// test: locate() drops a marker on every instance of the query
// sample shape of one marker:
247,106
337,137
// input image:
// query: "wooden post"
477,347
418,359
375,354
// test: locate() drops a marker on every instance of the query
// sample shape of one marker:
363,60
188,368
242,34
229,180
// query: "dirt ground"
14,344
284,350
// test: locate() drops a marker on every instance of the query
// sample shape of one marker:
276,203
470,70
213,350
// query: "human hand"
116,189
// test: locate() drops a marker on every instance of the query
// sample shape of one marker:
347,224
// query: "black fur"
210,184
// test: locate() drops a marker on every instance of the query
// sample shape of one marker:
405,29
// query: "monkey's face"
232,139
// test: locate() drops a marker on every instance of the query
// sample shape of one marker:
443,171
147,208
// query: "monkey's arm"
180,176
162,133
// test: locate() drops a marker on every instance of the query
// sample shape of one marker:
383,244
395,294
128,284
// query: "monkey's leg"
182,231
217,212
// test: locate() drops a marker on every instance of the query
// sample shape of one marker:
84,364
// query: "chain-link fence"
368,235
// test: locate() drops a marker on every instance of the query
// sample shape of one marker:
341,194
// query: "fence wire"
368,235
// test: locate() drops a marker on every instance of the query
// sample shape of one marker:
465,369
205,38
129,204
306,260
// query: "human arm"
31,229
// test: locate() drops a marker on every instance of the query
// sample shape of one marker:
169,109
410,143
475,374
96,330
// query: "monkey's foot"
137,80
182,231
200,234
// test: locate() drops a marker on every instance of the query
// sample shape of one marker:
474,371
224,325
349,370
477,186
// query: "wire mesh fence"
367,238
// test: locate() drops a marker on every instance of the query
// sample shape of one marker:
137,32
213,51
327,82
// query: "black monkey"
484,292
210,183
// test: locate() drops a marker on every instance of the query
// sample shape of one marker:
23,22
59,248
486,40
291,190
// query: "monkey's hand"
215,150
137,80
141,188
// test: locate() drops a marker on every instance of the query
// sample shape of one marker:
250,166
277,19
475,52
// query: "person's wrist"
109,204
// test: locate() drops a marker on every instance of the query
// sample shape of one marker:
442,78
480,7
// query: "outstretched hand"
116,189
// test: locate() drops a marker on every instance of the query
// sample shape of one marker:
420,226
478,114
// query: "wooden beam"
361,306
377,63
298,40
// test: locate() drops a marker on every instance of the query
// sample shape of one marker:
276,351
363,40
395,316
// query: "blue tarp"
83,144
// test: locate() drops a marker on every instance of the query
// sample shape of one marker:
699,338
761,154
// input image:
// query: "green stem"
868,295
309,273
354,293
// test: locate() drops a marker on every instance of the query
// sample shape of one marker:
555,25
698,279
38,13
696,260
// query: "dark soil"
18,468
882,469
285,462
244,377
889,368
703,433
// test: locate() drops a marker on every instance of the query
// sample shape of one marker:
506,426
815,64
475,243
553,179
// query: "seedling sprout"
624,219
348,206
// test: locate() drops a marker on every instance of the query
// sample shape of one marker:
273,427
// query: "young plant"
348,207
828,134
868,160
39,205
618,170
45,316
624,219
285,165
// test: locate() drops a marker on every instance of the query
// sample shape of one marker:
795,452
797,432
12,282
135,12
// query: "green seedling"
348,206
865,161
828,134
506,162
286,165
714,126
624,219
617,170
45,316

**What this task involves:** Once you have read the records above, output each of them verbatim.

**Task answer:**
// test: locate() drops a marker on every instance of the query
// sample shape of one marker:
247,106
337,137
// input image:
// query: "wooden post"
477,347
418,359
375,354
// test: locate() drops a marker on every instance of the query
// sample shape of one marker:
363,60
188,368
242,34
229,180
// query: "dirt ground"
14,344
284,350
// test: locate() drops a marker on every instance of the query
// sample shape of one marker:
276,203
470,70
213,350
// query: "human hand"
116,189
// test: locate() drops a marker on every instance of the query
// sample shape of one marker:
347,224
// query: "black fur"
210,184
// test: locate() drops a marker on every instance of the query
// sample shape of one marker:
405,29
// query: "monkey's face"
232,139
// test: locate() drops a marker on every instance of the query
// sample shape of one marker:
443,171
147,208
// query: "monkey's arm"
180,176
162,133
// test: locate() drops a marker on every instance of the query
// sample shape of one marker:
383,244
395,294
128,284
// query: "monkey's leg"
182,231
217,212
// test: locate() drops a marker on every instance of the query
// sample shape of one marker:
84,364
// query: "chain-link fence"
368,235
// test: locate() drops a marker on every instance of the query
// sample shape of one marker:
341,194
// query: "fence wire"
368,235
// test: locate() drops a marker on every instance of the query
// sample shape of one marker:
465,369
205,38
129,204
306,260
// query: "human arm"
31,229
// test: locate() drops a marker on every instance of the query
// sample shape of one marker:
169,109
410,143
475,374
96,330
// query: "monkey's foot"
137,80
182,231
200,234
// test: locate() drops a marker on every instance of the query
// sample shape of one marker:
474,371
224,325
349,370
477,186
// query: "wire mesh fence"
367,238
// test: locate() drops a marker on every instance of the query
// sample shape of one marker:
137,32
213,51
327,82
// query: "black monkey"
484,292
210,183
// test: locate() drops a marker on every instance of the query
// sample shape of one marker:
23,22
59,248
486,40
291,190
// query: "monkey's hand"
215,150
137,80
141,188
// test: locate() drops a marker on every instance of the query
// sample shape of one marker:
250,166
277,19
475,52
// query: "person's wrist"
109,204
// test: locate() drops a marker on every instance of the query
// sample shape of one marker:
442,78
480,7
// query: "outstretched hand"
116,189
// test: locate() drops a marker on every instance of the query
// sample shape of one marker:
420,226
478,114
// query: "wooden beam"
361,306
377,63
298,40
// test: locate() drops a marker on every instance of the query
// sample shape of one marker:
276,351
363,40
395,316
// query: "blue tarp"
83,144
// test: locate() drops a marker on every instance of the query
// sample shape of one marker:
699,338
761,154
// input image:
// query: "green stem"
868,295
309,273
354,293
// test: locate() drops a marker on every instance of the query
// sample shape of one marker:
555,25
698,279
38,13
696,260
// query: "dark soil"
18,468
882,469
285,462
244,377
889,368
703,433
// test: locate() drops a marker on every instance of the query
// sample shape of one marker:
506,426
815,64
475,243
553,179
// query: "seedling sprout"
624,219
348,206
// test: locate() drops a marker on every instance of the query
// sample shape of one marker:
273,427
// query: "young plant"
348,207
828,134
868,160
39,205
618,170
45,316
624,219
285,165
// test: locate() drops a marker on every instance of the query
// sample shape of one marker:
795,452
797,432
12,282
135,12
// query: "green seedling"
348,206
865,161
828,134
506,162
286,165
714,126
624,219
617,170
45,316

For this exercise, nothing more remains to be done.